■ TEXT PASSAGE:
⁂
Facilitators Note: Please wait to respond to the prompt below until the end of our synchronous class.

Prompt: Based on today’s class, what is one thing that you would share with your students, colleagues, or family/friends about the technologies we use inside and outside the classroom? Please note that we would like to include your take-aways from today’s class in our HASTAC post. If you would prefer to not have your response or your name included, please let us know.

Select Anonymous Learning Community Responses Below:


“This is a really important question and practice.  We don’t often include students’ feedback in our teaching, on ground or online. I am fielding many questions from students (and parents) on their concerns vis-a-vis remote learning. Some of it is criticism of Zoom or video conferencing or the poor transition of in classroom teaching to distance workarounds.  Some of it is a reaction to the technologies -- Respondus or Zoom or even the LMS.  One student started a change.org petition and got quite a few signatures. Here is my takeaway, good teaching is good teaching— technology isn't a shiny object, it should be a tool to support good teaching. But good teaching comes from understanding who is also in the mix, the students. I am about to build an orientation to online learning for students, so I am thinking deeply on this topic, and asking as many students as I can. There is a fatigue when we use tons and tons of tech, multiple platforms, gadgets, gizmos, kinds of tech. We assume that students don’t have a right to their own IP and it’s perfectly fine to ask them to submit their IP to third parties like Turnitin.”

“I wonder how much of  a difference it would make. By this I mean, I often hear both students and people in general argue that they don’t care if their data is being collected. I wonder about the apathy students appear to have (I never believe they are truly apathetic), for instance when discussing budget cuts and tuition hikes in CUNY, as well as the working conditions of adjuncts. I think a lot about learned complicity. I guess, what I am trying to say, is that we need to go deeper than simply presenting them with information: they need to feel/believe that their voices matter and that they can make a difference. On the other hand, I think that we, as educators, are in a position where we can refuse to use these technologies in our practices (while explaining to students these issues and fostering transparency). In general, I think we need a democratic curriculum design that involves students (including K–12 and their parents) in education.”

“Be very wary around Ed Tech. Some of the technologies being developed police students in their homes, just as an older form of technology (the metal detector) has policed students (particularly BIPOC students) in their schools for years.”
⁂
■ INPUT DATA:
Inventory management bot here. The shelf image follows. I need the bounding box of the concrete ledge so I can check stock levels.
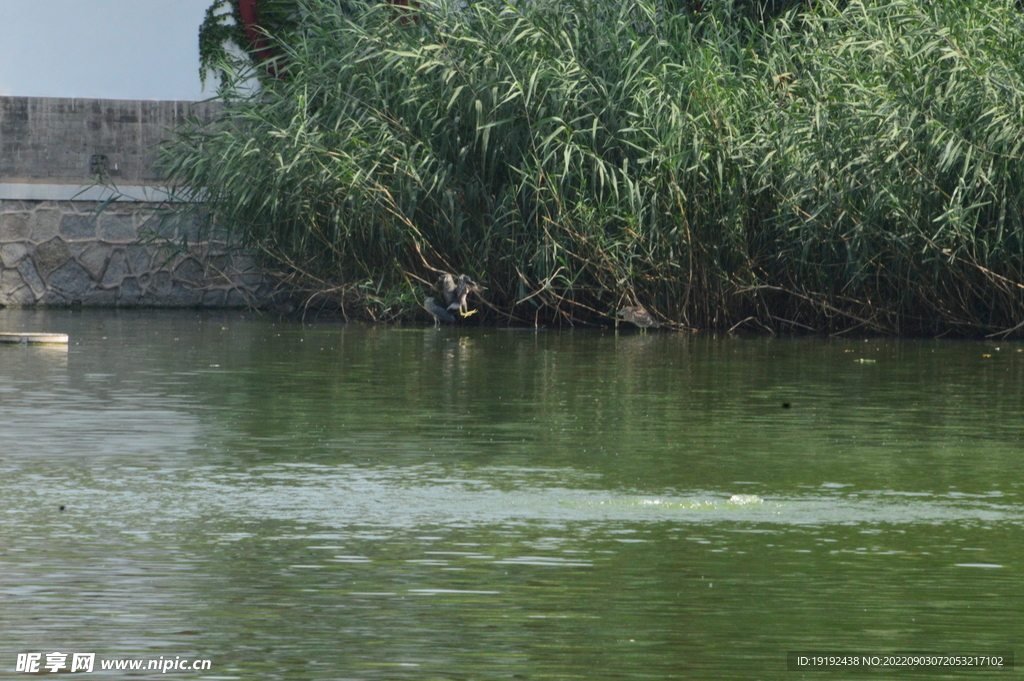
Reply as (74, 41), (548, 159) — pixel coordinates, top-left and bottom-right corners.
(0, 182), (195, 203)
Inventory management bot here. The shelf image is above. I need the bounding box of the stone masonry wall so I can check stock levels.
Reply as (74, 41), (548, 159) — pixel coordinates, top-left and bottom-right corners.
(0, 97), (273, 307)
(0, 201), (272, 307)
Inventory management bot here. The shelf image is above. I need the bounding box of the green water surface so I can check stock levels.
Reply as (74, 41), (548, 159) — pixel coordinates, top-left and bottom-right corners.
(0, 310), (1024, 680)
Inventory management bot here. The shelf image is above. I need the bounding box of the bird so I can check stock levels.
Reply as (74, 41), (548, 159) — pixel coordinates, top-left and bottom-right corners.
(617, 305), (662, 329)
(423, 296), (455, 327)
(438, 273), (486, 316)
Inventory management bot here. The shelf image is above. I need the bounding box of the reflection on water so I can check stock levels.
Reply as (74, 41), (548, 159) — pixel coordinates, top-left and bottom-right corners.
(0, 310), (1024, 679)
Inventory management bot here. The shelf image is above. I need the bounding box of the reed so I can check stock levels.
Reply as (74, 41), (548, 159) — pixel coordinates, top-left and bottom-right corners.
(164, 0), (1024, 335)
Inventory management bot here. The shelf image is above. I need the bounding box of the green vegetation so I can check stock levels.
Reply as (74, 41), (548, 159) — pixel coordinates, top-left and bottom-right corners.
(165, 0), (1024, 335)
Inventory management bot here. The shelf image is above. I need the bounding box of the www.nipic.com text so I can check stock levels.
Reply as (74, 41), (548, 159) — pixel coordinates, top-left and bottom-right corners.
(14, 652), (210, 674)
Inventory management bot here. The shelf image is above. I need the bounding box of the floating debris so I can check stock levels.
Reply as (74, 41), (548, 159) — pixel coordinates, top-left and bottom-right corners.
(0, 333), (68, 345)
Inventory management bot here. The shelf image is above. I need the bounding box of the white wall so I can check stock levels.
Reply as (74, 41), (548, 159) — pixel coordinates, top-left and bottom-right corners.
(0, 0), (214, 100)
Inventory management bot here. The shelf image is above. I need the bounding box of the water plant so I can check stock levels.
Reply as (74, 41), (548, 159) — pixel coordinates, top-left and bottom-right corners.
(164, 0), (1024, 335)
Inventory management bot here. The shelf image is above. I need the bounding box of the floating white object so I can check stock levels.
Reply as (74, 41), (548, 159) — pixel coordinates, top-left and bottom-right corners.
(0, 333), (68, 345)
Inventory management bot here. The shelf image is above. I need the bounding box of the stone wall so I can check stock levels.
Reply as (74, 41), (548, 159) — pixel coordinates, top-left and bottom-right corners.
(0, 97), (273, 307)
(0, 200), (271, 307)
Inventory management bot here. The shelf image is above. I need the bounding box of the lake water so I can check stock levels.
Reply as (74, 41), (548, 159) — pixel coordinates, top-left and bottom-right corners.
(0, 309), (1024, 680)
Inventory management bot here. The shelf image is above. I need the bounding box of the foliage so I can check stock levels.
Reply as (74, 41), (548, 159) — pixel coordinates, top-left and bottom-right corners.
(166, 0), (1024, 334)
(199, 0), (299, 86)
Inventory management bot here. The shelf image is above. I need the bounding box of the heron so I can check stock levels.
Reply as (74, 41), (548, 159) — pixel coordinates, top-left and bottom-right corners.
(616, 305), (662, 329)
(423, 296), (455, 327)
(438, 273), (486, 316)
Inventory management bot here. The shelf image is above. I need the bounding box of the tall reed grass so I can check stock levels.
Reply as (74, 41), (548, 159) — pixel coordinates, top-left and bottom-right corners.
(165, 0), (1024, 335)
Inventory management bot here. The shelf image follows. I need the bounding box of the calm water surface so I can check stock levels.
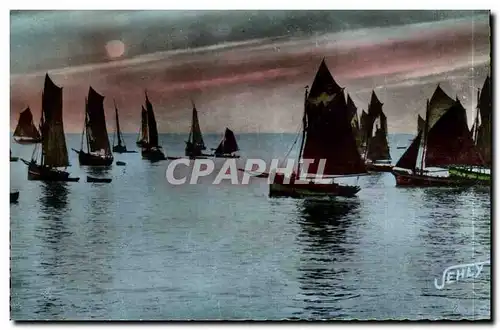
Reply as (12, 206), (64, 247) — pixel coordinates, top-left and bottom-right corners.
(10, 134), (491, 320)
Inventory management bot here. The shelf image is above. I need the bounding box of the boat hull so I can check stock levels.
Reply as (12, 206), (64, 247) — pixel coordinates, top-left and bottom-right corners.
(392, 171), (471, 187)
(214, 154), (240, 158)
(141, 148), (167, 161)
(113, 144), (128, 154)
(10, 191), (19, 203)
(24, 161), (80, 182)
(87, 176), (112, 183)
(448, 167), (491, 185)
(73, 149), (113, 166)
(14, 137), (42, 144)
(366, 163), (394, 172)
(269, 174), (361, 198)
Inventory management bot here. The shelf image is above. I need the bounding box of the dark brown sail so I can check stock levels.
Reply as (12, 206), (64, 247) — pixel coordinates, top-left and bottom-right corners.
(475, 76), (492, 166)
(302, 60), (366, 175)
(114, 102), (125, 146)
(359, 110), (370, 147)
(215, 128), (239, 155)
(136, 106), (148, 146)
(14, 107), (41, 141)
(396, 130), (423, 171)
(146, 93), (158, 147)
(21, 74), (79, 182)
(141, 92), (167, 161)
(186, 103), (206, 156)
(87, 87), (111, 155)
(417, 115), (425, 132)
(365, 91), (391, 161)
(41, 74), (69, 167)
(425, 99), (484, 167)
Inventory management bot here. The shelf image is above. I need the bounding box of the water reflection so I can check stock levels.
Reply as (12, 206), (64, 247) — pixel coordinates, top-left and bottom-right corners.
(85, 166), (111, 180)
(298, 200), (359, 318)
(35, 182), (72, 318)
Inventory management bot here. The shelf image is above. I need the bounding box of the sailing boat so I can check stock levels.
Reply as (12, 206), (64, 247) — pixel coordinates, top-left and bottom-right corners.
(269, 59), (366, 197)
(214, 127), (240, 158)
(364, 91), (392, 172)
(10, 150), (19, 162)
(73, 87), (113, 166)
(185, 101), (212, 158)
(449, 76), (492, 184)
(392, 85), (483, 186)
(135, 106), (148, 147)
(347, 93), (365, 151)
(14, 107), (42, 144)
(113, 100), (136, 154)
(141, 92), (166, 161)
(22, 74), (80, 181)
(417, 115), (425, 134)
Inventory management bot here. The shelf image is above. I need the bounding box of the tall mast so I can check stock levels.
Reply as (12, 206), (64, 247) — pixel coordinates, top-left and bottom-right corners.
(420, 99), (429, 175)
(297, 86), (309, 177)
(113, 99), (122, 146)
(80, 98), (88, 150)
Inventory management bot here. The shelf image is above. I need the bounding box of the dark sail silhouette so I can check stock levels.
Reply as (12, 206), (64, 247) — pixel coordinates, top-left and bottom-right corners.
(474, 76), (492, 167)
(14, 107), (42, 144)
(393, 85), (483, 186)
(215, 128), (240, 158)
(113, 100), (135, 153)
(185, 101), (208, 157)
(73, 87), (113, 166)
(141, 92), (166, 161)
(364, 91), (392, 172)
(417, 115), (425, 134)
(359, 110), (370, 155)
(270, 60), (366, 196)
(136, 106), (148, 147)
(22, 74), (79, 181)
(347, 93), (363, 152)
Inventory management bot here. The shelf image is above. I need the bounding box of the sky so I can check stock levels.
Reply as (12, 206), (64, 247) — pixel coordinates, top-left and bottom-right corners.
(10, 11), (490, 133)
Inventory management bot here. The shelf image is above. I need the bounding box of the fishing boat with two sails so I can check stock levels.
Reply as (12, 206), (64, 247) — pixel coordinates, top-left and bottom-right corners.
(364, 91), (393, 172)
(14, 107), (42, 144)
(269, 59), (366, 197)
(141, 91), (167, 161)
(392, 85), (483, 186)
(113, 100), (137, 154)
(73, 87), (113, 166)
(184, 101), (213, 159)
(449, 76), (492, 184)
(21, 74), (80, 182)
(212, 127), (240, 158)
(135, 106), (148, 148)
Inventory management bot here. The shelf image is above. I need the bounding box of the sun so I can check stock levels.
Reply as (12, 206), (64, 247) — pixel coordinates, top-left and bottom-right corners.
(105, 40), (125, 58)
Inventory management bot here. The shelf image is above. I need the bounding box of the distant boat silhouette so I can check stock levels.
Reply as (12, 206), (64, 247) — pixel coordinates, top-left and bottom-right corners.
(14, 107), (42, 144)
(184, 101), (212, 158)
(21, 74), (79, 181)
(10, 191), (19, 203)
(448, 76), (492, 184)
(364, 91), (393, 172)
(269, 59), (366, 197)
(392, 85), (484, 186)
(10, 150), (19, 162)
(87, 175), (112, 183)
(141, 92), (166, 161)
(135, 106), (148, 147)
(214, 127), (240, 158)
(73, 86), (113, 166)
(113, 100), (137, 154)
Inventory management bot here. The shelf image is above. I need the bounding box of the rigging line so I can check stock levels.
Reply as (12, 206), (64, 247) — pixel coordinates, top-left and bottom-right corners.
(278, 125), (302, 165)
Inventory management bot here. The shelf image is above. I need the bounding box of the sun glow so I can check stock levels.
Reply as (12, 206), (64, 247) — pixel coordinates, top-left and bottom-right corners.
(105, 40), (125, 58)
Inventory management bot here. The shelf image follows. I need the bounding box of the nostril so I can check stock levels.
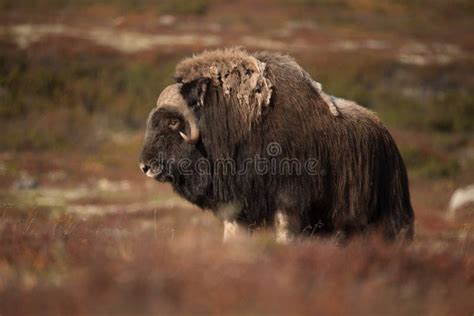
⁂
■ TASK LIST:
A) According to the text passage, where would the take-aways from the class be included?
B) List all the groups of people that the prompt in the text passage suggests sharing something with.
C) Rewrite the stretch of the text passage from "Facilitators Note: Please" through "let us know.", replacing "synchronous" with "live".

■ ANSWERS BY TASK:
A) In the HASTAC post.

B) Students, colleagues, and family/friends.

C)
Facilitators Note: Please wait to respond to the prompt below until the end of our live class.

Prompt: Based on today’s class, what is one thing that you would share with your students, colleagues, or family/friends about the technologies we use inside and outside the classroom? Please note that we would like to include your take-aways from today’s class in our HASTAC post. If you would prefer to not have your response or your name included, please let us know.